## Things to do
a. Update the passage on China's economic recovery, starting at the words "China reported economic" and stopping after "Japan has faltered.", and replace "Japan" with "Canada".
b. Carry the article on China's economic recovery further, beginning right after its last sentence.

## Selected excerpt

****************

Driven by increased retail spending, China has seen more significant growth than other major economies, thanks to the effective measures to put COVID-19 under control, according to experts.
China reported economic growth of 4.9 percent year-on-year in the third quarter, up from 3.2 percent in the second quarter. GDP growth reached 0.7 percent over the first three quarters, turning positive from negative 1.6 percent in the first half, according to the National Bureau of Statistics.
The strong economic data indicate that China is the first major economy in the world to resume growth at prepandemic levels, while economic activity in the United States, Europe and Japan has faltered.
“China has managed to get the pandemic much better under control than Europe and the US. As a result, the retail sector has been recovering much faster in China as consumers feel more secure to be in public spaces and in stores, compared to the countries which are still strongly impacted by the pandemic,” said Daniel Langer, CEO of brand strategy firm Equite and a professor of luxury strategy at Pepperdine University.
The luxury sector has been the driving force behind the retail recovery, he added.
In China, consumer spending rebounded to pre-pandemic levels for the first time. Retail sales increased 3.3 percent year-on-year in September, sharply up from 0.5 percent in August, according to the NBS.

****************

## Material shown

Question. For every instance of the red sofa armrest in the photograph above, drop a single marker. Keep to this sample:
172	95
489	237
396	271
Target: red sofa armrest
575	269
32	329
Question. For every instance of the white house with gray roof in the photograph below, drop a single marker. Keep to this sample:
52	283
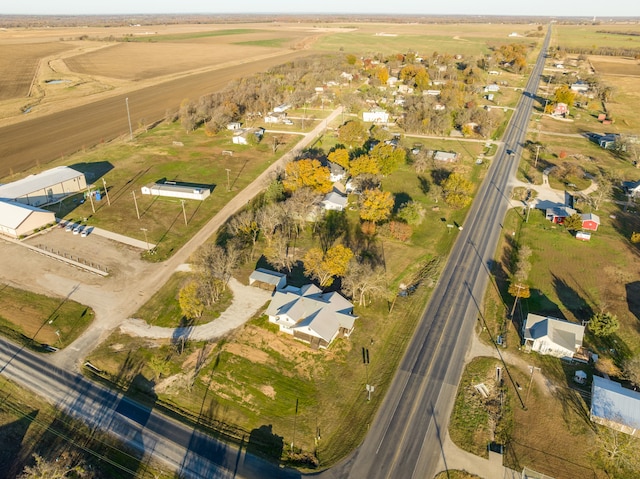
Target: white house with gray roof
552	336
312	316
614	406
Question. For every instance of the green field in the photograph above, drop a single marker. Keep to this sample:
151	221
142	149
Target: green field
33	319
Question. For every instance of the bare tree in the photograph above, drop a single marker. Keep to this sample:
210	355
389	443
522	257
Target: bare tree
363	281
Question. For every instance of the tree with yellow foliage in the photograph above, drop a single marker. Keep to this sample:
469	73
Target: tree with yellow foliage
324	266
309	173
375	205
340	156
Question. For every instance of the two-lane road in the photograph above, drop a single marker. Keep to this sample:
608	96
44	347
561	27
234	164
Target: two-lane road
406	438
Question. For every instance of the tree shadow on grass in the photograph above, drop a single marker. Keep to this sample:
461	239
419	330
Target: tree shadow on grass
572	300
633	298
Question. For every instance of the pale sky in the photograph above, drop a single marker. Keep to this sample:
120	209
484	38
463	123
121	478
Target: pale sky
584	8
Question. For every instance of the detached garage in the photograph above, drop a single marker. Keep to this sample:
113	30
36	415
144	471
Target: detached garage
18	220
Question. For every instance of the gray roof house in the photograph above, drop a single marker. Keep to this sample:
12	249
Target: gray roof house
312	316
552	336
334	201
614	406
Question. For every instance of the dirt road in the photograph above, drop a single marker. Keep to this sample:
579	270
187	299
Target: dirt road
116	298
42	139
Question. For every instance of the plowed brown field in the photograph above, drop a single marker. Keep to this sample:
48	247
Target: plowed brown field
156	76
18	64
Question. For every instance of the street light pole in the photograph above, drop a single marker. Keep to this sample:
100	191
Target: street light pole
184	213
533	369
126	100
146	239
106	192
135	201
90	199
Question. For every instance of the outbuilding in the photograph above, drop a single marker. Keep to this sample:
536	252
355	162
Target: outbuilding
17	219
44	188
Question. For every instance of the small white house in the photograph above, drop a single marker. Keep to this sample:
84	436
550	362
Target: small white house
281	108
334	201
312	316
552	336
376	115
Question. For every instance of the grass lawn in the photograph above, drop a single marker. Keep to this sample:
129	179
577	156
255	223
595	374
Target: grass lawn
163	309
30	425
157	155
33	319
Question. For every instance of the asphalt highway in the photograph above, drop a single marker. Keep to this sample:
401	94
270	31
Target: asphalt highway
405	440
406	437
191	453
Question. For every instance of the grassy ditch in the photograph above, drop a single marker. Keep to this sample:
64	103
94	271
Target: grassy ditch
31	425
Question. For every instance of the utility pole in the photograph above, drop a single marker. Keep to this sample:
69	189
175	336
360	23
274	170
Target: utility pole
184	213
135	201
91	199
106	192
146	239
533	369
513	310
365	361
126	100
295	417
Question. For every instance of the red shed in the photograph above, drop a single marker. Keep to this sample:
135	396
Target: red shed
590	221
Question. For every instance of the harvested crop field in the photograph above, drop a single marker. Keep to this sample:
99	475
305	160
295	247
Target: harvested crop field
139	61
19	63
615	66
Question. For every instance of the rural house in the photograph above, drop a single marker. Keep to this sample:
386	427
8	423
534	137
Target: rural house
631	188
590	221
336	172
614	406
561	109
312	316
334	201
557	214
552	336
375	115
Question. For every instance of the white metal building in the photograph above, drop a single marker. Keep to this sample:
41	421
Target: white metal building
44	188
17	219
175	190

****************

## Numbered responses
a.
China reported economic growth of 4.9 percent year-on-year in the third quarter, up from 3.2 percent in the second quarter. GDP growth reached 0.7 percent over the first three quarters, turning positive from negative 1.6 percent in the first half, according to the National Bureau of Statistics.
The strong economic data indicate that China is the first major economy in the world to resume growth at prepandemic levels, while economic activity in the United States, Europe and Canada has faltered.

b.
“The new pandemic wave in Europe and the US is a signal that the Western economies will be still hampered for months to come. To make matters worse, historically, the unemployment rate has been one of the economic indicators that recovers slowest,” said Langer. “The high unemployment rate in the US has the potential to hamper economic recovery far beyond 2021.”
The US Bureau of Labor Statistics reported the country’s unemployment rate at 7.9 percent in September, with 12.6 million people unemployed. The International Monetary Fund has forecast the US economy will shrink by 4.3 percent and China’s economy will grow at 1.8 percent this year.
Since the COVID-19 pandemic “has compounded challenges for brands”, companies need to focus on opportunities in China, “and go from defensive to offensive,” said Langer.
John Walsh, a retired professor of the University of Massachusetts Medical School, said: “China’s outstanding economic recovery is due indeed to the way it handled COVID-19. China’s effort stands out head and shoulders above every nation in North America and the EU.”
In contrast, the response of the US has been “a disgrace” and overall, there has been “a systemic failure “in the West, he said.